▶ Exercise goal: Print, in exact form, the lines below from the one containing "request | place a dot on the white line" through the one containing "sample | [193, 150]", and omit all others.

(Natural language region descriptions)
*** Block opens ***

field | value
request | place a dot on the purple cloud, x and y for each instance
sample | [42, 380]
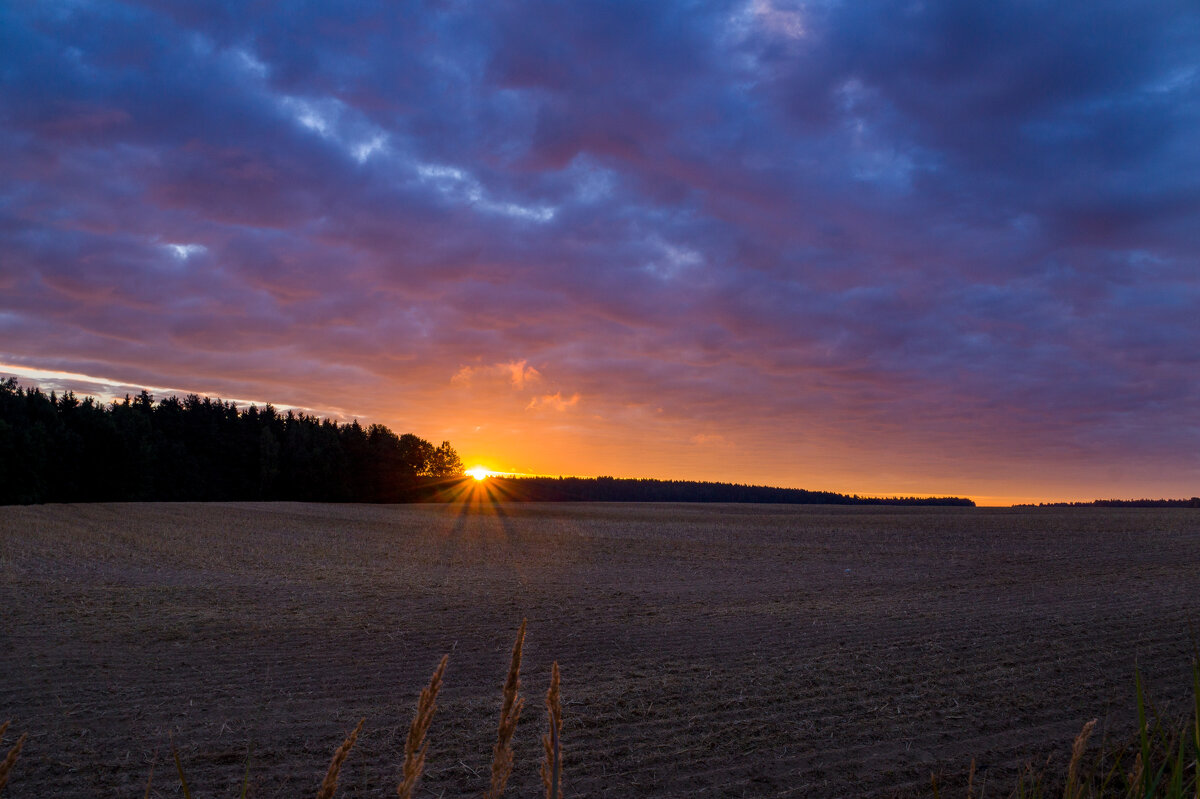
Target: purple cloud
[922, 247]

*** Block closes ***
*** Block opens ***

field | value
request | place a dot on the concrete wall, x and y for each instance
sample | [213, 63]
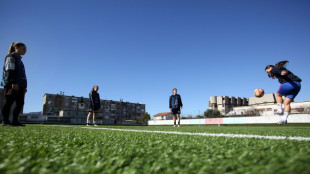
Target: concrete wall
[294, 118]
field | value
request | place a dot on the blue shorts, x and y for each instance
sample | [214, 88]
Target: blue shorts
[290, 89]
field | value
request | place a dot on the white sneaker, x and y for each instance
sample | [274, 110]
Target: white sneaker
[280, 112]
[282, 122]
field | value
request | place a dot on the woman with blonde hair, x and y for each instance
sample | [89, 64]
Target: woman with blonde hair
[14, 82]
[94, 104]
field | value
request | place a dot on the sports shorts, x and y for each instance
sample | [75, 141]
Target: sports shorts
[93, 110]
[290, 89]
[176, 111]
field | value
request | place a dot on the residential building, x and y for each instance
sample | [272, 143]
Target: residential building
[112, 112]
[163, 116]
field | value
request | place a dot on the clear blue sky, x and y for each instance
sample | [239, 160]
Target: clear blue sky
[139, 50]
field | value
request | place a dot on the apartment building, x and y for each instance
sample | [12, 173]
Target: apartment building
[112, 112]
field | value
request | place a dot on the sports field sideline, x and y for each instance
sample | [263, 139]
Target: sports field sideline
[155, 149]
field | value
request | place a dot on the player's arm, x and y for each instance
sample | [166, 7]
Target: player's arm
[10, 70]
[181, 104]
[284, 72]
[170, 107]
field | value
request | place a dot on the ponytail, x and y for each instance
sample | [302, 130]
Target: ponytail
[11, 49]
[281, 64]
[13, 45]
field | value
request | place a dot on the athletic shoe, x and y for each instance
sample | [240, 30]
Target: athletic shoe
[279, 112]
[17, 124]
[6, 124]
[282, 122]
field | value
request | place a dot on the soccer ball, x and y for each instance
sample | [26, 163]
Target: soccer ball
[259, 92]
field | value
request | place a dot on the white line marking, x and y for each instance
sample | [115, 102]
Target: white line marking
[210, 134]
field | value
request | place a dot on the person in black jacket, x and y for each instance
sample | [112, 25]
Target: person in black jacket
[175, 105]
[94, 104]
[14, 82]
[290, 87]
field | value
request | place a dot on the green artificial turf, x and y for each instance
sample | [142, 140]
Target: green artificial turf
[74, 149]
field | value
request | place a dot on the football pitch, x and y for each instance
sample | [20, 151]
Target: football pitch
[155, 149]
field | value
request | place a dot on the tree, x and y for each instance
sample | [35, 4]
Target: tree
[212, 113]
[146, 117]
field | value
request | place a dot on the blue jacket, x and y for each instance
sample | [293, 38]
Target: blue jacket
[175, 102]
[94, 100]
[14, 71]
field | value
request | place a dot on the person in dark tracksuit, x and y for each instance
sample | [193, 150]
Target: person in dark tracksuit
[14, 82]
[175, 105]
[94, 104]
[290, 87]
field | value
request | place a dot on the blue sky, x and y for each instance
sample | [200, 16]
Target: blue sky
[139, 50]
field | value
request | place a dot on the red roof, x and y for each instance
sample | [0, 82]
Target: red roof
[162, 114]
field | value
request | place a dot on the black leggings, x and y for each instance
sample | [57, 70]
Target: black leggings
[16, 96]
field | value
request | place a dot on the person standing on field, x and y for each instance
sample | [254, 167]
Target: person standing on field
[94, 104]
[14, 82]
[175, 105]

*** Block closes ***
*** Block opens ***

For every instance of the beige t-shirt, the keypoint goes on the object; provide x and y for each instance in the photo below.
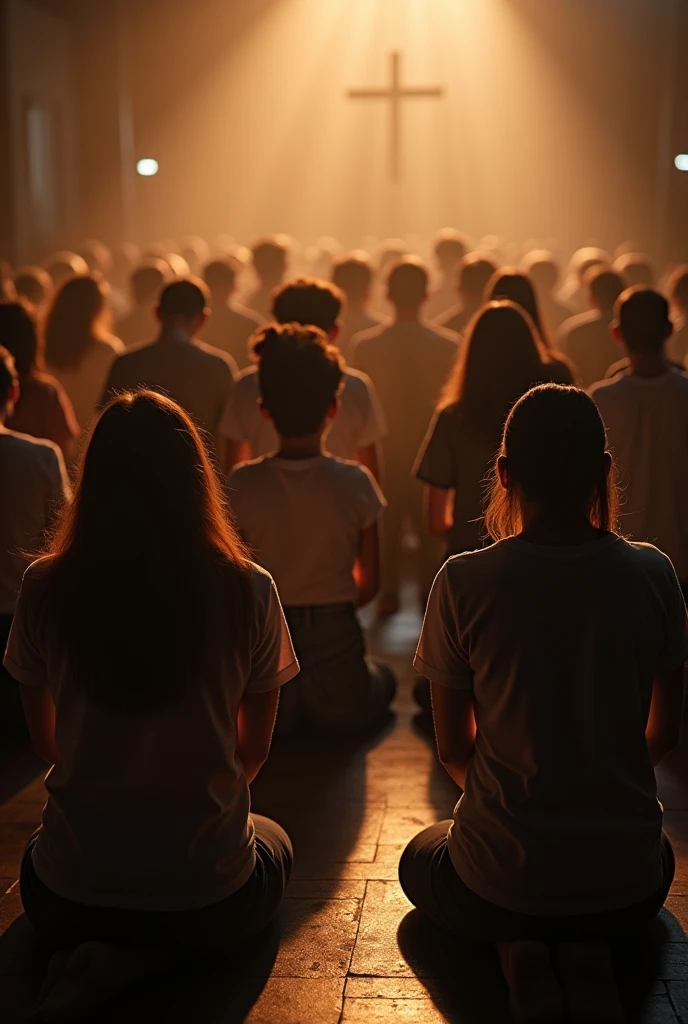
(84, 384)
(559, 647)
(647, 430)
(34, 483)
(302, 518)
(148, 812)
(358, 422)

*** Block closes ***

▶ Result for this task:
request | place a dot on the white line marking, x and y for each instance
sample | [115, 102]
Target: white line marking
[210, 134]
field | value
request | place a dot on the person in black jacket, x and y for each instance
sample | [112, 25]
Target: person in black jacket
[175, 105]
[94, 104]
[14, 82]
[290, 87]
field | value
request | place a dot on the green artificial turf, x and y for each instance
sample | [142, 140]
Target: green artificial turf
[74, 149]
field | value
request | place a dot on the football pitch, x and y for each instance
sample | [20, 151]
Target: football pitch
[155, 149]
field | value
request | place a dot on the tree, x and y for each instance
sample | [35, 4]
Target: tree
[212, 113]
[146, 117]
field | value
request | place a dot on the blue jacket, x and y for each instance
sample | [293, 38]
Target: blue jacket
[175, 102]
[94, 100]
[14, 71]
field | value
request | place a dot on the person in dark tracksuit, x and y for each instance
sample | [193, 150]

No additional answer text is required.